Task - Write out the ML.NET notebook text between "### What you'll" and "in VS Code.", inclusive.

Excerpted text -
********
# ML.NET: Intent Classification + Slot Extraction (C#)

Welcome! This notebook gets you from **zero** to a **trained classifier** for intents, with clear comments aimed at a JS/React dev.

### What you'll do
1. Install packages right from the notebook
2. Create a tiny labeled dataset of **queries ➜ intent**
3. Train a **multi-class text classifier** (ML.NET)
4. Evaluate it and make predictions
5. Do basic **slot extraction** with `Microsoft.Recognizers.Text`

**Kernel:** Use the **.NET (C#)** kernel (aka `dotnet-csharp`). If you don't see it, install **.NET Interactive Notebooks** in VS Code.


In [ ]:
// === Install NuGet packages used in this notebook ===
#r "nuget: Microsoft.ML, 4.0.2"
#r "nuget: Microsoft.ML.StandardTrainers, 4.0.2"
#r "nuget: Microsoft.ML.FastTree, 4.0.2" // optional, for alternative trainers
#r "nuget: Microsoft.Recognizers.Text.DateTime, 1.8.13"
#r "nuget: Microsoft.Recognizers.Text.Number, 1.8.13"

using System;
using System.IO;
using System.Linq;
using System.Collections.Generic;
using Microsoft.ML;
using Microsoft.ML.Data;
using Microsoft.ML.Transforms.Text;
using Microsoft.Recognizers.Text.DateTime;
using Microsoft.Recognizers.Text.Number;
using Microsoft.Recognizers.Text;

Console.WriteLine("Packages loaded ✔");


## 1) Define data models
Think of this like TypeScript interfaces:
- **`QueryRecord`**: training rows with `Text` and `Label`
- **`IntentPrediction`**: output shape from the model


In [ ]:
public class QueryRecord
{
    // Raw user query text
    public string Text { get; set; } = string.Empty;

    // Intent label (string) – e.g. "GET_CONTACT_INFO"
********
Listed entries -
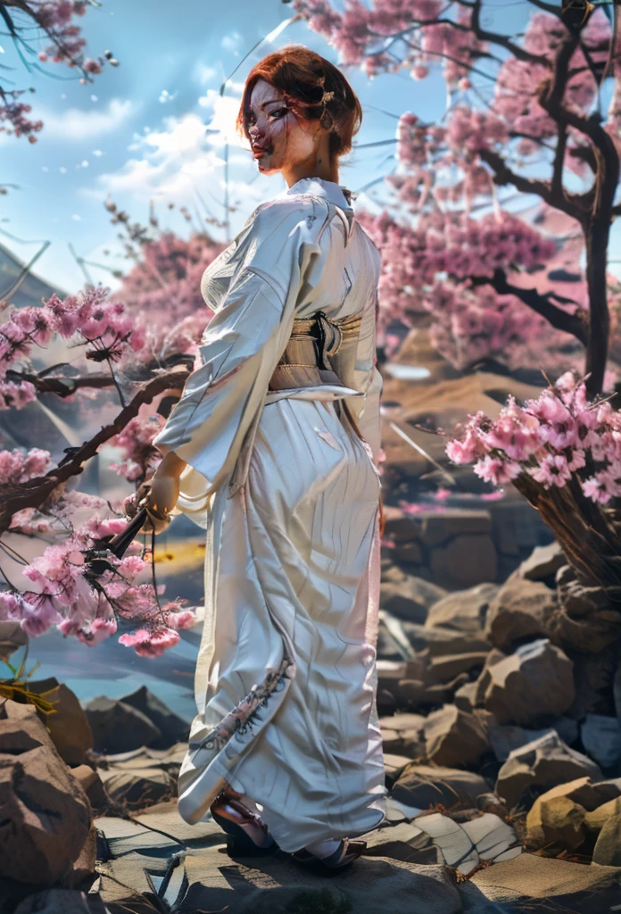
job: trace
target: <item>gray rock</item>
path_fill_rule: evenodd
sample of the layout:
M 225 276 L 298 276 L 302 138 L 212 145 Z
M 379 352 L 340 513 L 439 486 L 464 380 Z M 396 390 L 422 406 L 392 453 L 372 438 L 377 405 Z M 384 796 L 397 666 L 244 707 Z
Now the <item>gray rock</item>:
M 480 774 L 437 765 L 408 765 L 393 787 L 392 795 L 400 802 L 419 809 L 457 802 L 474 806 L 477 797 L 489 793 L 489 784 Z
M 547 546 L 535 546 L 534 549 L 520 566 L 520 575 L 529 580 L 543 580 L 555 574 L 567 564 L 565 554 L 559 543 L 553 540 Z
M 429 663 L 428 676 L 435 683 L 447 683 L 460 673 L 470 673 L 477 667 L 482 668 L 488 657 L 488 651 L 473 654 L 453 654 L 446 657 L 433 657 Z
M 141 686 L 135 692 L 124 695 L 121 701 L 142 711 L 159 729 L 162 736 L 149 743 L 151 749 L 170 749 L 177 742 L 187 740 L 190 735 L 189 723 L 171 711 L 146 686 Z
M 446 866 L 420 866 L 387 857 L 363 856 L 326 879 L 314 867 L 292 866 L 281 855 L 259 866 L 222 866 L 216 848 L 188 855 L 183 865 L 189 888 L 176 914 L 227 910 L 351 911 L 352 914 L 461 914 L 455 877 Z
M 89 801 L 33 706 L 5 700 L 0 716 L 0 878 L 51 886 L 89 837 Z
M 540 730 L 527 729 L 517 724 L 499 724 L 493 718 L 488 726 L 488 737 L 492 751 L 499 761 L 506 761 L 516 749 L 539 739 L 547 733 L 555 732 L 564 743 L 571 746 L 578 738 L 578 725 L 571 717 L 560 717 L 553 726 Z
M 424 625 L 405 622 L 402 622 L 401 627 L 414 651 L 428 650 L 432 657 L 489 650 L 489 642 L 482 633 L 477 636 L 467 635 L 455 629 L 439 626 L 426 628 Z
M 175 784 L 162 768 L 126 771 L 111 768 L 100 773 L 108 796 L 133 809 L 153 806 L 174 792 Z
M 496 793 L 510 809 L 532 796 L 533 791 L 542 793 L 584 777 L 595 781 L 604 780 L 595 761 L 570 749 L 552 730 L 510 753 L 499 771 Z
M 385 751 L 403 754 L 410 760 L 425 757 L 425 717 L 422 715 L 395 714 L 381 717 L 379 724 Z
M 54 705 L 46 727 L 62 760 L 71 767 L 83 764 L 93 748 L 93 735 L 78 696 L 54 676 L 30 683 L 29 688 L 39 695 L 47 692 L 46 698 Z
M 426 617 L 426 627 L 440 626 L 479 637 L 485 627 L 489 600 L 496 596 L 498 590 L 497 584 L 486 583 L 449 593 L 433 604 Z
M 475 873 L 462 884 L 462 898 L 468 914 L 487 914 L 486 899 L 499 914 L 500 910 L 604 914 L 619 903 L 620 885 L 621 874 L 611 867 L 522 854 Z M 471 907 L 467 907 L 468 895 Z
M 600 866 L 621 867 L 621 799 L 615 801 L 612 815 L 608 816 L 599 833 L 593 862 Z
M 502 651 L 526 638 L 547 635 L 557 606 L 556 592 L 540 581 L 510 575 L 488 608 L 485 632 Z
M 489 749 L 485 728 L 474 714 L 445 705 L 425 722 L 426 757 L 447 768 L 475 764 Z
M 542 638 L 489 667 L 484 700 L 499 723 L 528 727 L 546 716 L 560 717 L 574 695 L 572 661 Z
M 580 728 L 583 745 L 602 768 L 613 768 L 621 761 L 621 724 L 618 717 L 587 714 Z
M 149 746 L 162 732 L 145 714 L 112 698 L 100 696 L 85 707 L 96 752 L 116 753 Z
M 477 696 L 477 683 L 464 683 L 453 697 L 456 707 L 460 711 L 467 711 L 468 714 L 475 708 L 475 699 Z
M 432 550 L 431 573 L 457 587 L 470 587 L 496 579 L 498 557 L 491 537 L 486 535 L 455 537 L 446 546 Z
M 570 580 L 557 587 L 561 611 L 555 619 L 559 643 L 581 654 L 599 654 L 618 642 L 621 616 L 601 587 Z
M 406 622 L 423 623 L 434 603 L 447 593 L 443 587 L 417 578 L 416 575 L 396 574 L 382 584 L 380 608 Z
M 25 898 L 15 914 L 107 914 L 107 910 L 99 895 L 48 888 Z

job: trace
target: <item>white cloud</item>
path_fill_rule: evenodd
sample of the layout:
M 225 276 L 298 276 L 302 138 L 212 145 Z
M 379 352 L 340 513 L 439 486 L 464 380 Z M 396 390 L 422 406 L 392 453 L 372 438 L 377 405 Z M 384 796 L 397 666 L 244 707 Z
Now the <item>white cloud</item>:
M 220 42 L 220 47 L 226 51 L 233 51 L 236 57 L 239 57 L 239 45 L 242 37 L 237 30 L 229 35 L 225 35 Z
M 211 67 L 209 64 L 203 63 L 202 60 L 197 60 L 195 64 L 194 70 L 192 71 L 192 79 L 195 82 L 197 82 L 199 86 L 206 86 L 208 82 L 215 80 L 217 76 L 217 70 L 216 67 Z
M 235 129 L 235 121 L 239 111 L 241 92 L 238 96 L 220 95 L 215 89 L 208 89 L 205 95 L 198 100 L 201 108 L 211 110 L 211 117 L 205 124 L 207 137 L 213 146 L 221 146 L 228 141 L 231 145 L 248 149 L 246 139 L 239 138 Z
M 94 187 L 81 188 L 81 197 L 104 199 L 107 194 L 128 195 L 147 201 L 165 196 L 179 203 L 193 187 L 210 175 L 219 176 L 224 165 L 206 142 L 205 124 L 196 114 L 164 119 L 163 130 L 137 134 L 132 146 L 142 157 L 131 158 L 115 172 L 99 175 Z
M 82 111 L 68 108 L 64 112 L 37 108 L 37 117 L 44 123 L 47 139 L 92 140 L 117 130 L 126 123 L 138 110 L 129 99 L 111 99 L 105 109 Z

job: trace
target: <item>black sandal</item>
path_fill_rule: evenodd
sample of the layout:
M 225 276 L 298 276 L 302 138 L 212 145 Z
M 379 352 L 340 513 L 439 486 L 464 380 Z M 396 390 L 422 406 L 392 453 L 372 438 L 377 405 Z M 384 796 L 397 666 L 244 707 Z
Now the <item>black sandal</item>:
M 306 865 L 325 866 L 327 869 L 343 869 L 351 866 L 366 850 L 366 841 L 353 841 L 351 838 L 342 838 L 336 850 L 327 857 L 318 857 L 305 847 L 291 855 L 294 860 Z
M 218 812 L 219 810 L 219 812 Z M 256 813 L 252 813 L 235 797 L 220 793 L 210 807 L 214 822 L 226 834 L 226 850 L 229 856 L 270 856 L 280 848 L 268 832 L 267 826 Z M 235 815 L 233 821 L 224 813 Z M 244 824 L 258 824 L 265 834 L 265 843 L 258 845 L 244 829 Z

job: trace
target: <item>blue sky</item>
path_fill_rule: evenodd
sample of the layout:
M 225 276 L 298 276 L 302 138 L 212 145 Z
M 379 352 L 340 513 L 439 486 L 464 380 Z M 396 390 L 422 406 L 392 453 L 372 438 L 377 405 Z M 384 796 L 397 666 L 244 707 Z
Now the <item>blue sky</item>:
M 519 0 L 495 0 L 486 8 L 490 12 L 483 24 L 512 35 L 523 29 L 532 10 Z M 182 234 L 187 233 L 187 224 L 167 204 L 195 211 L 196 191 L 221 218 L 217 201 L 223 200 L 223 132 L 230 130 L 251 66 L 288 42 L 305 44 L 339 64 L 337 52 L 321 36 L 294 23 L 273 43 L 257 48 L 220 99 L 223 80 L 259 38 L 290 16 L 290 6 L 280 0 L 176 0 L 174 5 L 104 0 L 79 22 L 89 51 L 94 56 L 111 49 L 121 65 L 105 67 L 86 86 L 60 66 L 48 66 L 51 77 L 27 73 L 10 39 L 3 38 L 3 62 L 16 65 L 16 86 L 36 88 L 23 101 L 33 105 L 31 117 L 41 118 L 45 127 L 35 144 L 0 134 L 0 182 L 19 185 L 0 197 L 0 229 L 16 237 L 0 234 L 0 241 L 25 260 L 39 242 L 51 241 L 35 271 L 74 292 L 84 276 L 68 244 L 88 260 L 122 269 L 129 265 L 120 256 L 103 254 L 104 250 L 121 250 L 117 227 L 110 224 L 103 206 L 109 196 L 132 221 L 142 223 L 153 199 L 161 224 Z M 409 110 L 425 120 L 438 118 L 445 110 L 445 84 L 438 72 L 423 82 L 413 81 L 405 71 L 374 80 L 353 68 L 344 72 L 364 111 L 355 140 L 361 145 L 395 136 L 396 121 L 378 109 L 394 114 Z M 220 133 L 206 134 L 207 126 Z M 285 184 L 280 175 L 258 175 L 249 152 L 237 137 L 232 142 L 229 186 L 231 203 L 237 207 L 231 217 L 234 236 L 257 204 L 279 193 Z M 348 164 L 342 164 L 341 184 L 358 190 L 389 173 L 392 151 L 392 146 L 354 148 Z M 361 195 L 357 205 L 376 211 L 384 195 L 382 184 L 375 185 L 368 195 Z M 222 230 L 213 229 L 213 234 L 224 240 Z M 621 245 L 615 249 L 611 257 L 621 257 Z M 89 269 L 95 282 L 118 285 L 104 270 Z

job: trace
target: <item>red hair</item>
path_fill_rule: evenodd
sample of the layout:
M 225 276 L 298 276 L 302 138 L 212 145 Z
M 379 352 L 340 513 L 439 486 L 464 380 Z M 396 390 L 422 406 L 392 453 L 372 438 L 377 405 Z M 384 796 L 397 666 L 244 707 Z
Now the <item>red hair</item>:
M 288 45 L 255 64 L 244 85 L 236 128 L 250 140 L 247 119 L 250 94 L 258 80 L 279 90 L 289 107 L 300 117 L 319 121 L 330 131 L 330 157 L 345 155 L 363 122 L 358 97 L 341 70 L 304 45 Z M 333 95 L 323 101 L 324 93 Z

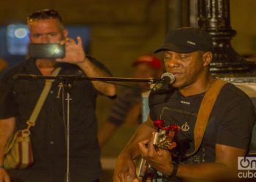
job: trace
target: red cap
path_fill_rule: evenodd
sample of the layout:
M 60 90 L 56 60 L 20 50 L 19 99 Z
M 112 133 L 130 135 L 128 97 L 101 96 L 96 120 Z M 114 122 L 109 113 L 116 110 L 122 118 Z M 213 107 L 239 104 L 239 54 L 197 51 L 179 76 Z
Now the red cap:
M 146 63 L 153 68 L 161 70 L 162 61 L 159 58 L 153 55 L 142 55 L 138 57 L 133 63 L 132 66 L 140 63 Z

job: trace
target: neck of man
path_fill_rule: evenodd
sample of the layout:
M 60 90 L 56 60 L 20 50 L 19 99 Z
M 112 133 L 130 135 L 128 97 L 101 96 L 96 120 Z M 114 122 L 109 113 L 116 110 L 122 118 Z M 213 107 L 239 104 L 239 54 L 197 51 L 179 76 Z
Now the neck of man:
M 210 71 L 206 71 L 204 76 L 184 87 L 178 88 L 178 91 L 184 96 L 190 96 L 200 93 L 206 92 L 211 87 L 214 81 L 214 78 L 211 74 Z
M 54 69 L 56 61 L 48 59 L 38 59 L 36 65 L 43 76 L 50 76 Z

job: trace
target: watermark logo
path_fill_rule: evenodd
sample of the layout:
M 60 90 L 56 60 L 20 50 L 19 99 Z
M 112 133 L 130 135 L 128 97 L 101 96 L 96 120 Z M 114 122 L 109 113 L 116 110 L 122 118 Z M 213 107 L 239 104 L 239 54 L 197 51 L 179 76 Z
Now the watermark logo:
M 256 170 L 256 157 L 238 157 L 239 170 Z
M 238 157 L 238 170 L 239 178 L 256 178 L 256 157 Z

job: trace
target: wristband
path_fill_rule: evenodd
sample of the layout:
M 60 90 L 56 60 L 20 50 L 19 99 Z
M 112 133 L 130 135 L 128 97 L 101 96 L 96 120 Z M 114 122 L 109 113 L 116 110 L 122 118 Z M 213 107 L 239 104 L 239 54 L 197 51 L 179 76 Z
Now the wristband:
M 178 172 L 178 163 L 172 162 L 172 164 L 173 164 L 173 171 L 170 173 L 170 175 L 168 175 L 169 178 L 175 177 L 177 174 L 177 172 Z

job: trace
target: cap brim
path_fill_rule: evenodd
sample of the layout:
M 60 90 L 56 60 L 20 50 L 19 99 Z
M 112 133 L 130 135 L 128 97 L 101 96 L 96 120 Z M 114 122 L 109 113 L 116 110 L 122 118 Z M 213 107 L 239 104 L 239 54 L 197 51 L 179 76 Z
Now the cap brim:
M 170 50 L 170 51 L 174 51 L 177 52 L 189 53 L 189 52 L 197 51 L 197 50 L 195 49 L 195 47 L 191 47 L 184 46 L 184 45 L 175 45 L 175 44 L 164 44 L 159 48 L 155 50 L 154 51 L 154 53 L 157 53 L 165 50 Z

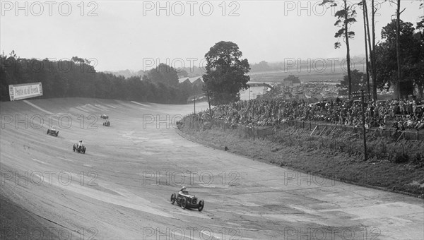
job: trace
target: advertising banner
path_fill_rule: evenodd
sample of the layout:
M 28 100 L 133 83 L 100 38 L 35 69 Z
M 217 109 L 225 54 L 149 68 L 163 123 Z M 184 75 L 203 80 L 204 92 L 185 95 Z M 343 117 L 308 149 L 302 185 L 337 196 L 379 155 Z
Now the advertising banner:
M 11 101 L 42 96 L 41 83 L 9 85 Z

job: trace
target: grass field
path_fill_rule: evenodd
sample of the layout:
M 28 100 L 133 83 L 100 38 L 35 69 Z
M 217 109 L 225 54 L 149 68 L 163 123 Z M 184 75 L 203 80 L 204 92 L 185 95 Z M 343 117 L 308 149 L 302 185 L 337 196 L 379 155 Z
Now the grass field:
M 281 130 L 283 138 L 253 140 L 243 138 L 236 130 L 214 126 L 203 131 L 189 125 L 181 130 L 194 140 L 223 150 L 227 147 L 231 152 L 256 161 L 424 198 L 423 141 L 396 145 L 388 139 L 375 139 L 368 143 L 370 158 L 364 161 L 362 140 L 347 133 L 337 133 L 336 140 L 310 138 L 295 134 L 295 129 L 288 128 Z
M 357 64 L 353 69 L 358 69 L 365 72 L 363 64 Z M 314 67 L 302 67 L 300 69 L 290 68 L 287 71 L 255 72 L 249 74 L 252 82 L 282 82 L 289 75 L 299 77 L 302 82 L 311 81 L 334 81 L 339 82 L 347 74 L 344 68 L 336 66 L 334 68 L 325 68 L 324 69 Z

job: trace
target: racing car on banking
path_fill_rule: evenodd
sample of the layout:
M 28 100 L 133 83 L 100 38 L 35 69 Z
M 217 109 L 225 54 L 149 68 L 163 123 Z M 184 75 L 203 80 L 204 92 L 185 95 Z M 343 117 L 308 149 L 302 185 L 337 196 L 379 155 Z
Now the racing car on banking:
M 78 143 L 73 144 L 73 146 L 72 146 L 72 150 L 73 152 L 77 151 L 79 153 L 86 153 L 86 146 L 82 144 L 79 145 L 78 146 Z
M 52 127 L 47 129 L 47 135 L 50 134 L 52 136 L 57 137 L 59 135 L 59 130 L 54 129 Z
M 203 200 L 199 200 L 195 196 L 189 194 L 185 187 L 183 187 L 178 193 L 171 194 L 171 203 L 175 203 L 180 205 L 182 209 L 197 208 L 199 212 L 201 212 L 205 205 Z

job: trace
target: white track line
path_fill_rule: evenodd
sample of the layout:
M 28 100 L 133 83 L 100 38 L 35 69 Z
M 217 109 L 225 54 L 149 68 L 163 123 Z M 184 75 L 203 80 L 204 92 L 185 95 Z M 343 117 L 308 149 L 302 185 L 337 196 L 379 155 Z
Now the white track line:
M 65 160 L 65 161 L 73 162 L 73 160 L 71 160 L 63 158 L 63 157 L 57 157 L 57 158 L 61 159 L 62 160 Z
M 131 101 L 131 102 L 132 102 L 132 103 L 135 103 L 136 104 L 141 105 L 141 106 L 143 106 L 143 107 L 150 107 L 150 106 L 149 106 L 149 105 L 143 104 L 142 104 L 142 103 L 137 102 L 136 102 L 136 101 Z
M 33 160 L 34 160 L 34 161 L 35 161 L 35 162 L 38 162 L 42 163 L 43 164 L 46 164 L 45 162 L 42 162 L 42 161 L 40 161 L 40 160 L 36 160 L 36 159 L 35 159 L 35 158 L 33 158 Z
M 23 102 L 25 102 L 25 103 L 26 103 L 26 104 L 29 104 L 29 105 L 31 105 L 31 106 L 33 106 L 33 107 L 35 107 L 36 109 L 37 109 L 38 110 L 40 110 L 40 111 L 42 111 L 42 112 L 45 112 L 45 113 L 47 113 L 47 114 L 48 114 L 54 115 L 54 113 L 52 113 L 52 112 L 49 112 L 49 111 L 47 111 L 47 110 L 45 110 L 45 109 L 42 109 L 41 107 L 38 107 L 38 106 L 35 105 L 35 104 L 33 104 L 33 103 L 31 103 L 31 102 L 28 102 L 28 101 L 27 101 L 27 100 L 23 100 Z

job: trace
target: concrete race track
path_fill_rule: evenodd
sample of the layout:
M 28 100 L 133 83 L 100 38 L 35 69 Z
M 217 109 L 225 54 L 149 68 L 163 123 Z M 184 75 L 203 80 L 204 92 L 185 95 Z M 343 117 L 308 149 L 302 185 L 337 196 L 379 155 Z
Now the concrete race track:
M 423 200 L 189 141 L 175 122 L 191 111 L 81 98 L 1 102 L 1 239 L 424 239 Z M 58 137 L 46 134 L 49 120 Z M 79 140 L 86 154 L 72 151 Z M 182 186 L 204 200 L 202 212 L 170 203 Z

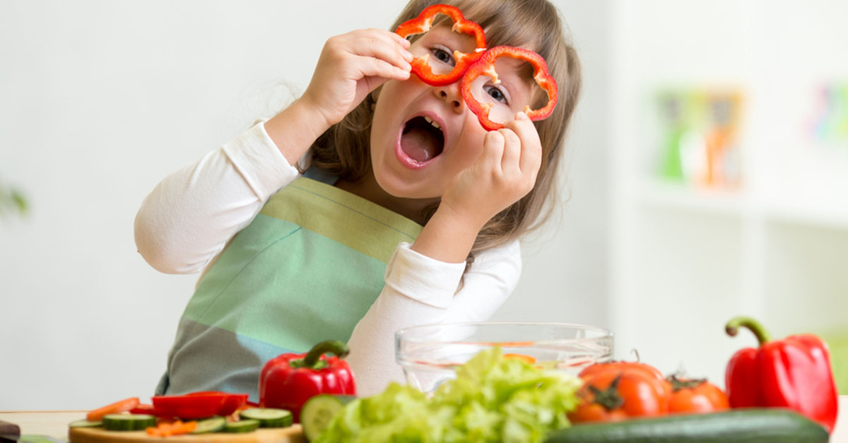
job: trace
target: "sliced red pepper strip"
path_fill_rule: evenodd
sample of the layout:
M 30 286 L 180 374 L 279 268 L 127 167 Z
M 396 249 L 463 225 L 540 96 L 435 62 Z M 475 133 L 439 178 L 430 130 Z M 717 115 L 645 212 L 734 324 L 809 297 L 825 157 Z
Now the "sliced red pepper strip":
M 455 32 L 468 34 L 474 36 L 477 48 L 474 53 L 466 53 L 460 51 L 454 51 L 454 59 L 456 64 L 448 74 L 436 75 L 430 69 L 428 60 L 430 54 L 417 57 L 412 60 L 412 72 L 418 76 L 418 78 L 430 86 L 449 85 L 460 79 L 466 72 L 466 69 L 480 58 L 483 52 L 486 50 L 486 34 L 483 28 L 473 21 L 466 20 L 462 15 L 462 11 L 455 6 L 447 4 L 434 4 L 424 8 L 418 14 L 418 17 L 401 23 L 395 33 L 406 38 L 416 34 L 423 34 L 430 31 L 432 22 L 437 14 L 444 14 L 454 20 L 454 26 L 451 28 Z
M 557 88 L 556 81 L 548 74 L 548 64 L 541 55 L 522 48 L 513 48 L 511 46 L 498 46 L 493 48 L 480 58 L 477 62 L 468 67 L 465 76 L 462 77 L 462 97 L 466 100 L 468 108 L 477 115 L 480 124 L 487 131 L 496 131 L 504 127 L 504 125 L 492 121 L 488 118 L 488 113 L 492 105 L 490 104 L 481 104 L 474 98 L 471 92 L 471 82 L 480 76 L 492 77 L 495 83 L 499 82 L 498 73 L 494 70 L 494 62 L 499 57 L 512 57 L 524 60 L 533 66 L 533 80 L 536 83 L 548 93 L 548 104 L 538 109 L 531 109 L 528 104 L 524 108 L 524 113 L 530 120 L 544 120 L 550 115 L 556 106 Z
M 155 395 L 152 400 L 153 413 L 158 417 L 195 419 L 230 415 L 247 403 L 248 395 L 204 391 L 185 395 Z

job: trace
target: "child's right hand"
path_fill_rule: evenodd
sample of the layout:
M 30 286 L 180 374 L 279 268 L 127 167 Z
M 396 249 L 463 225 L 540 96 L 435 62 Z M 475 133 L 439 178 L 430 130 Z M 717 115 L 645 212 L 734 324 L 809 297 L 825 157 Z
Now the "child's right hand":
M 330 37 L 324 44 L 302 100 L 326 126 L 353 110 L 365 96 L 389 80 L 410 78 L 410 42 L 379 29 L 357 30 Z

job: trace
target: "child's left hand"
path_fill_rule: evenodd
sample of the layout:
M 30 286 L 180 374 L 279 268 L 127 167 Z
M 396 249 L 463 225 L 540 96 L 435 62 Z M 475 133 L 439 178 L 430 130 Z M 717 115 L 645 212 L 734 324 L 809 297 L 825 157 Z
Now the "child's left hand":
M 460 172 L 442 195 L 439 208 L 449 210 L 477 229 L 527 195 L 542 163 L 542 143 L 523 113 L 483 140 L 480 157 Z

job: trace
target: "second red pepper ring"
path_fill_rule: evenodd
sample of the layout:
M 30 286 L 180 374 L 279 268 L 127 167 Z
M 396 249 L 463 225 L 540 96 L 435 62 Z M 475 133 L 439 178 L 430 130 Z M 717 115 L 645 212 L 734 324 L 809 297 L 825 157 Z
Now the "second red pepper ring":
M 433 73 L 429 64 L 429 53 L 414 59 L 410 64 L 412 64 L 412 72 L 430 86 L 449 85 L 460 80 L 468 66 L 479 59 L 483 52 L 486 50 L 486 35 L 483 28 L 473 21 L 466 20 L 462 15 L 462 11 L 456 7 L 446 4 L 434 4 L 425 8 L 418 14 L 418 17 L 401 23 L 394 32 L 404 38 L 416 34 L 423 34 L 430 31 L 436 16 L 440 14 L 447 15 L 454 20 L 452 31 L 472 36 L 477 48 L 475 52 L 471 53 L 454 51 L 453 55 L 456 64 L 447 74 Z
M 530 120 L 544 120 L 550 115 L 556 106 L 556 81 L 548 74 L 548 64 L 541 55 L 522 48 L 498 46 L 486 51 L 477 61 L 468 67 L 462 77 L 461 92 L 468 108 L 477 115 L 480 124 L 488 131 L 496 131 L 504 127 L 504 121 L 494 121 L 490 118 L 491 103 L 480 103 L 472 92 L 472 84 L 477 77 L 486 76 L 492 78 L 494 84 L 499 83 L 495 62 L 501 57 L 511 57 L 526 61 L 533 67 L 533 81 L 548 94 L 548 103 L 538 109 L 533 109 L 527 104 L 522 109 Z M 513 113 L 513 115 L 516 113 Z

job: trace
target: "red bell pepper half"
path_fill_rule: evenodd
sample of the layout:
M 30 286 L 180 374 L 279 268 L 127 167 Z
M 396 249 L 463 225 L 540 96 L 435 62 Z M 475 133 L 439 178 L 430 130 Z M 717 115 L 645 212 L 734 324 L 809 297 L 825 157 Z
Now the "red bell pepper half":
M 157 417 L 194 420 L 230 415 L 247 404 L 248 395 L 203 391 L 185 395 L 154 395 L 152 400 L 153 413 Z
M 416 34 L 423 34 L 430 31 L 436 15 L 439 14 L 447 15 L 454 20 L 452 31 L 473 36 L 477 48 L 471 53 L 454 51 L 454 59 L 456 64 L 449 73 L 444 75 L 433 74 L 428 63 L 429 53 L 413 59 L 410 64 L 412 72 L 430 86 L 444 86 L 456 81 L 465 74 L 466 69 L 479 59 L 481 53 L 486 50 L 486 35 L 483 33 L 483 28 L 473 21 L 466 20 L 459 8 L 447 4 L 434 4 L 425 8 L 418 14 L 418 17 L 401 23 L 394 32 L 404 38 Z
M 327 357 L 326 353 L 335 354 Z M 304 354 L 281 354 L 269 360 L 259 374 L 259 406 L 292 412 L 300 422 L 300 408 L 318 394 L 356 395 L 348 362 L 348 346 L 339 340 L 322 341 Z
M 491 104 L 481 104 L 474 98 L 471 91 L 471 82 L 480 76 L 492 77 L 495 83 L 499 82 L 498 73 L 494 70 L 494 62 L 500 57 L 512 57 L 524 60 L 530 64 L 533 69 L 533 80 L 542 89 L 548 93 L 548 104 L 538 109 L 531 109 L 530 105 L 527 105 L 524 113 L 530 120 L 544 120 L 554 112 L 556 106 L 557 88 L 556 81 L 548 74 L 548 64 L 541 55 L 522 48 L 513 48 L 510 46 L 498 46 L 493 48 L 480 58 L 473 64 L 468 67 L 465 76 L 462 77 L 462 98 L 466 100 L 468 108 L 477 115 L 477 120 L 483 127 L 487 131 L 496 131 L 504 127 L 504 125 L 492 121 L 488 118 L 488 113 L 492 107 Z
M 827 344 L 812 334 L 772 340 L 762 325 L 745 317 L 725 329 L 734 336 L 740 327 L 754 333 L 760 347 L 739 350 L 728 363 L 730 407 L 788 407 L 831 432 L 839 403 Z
********
The completed task -
### What you'll do
1. Install packages right from the notebook
2. Create a tiny labeled dataset of **queries ➜ intent**
3. Train a **multi-class text classifier** (ML.NET)
4. Evaluate it and make predictions
5. Do basic **slot extraction** with `Microsoft.Recognizers.Text`

**Kernel:** Use the **.NET (C#)** kernel (aka `dotnet-csharp`). If you don't see it, install **.NET Interactive Notebooks** in VS Code.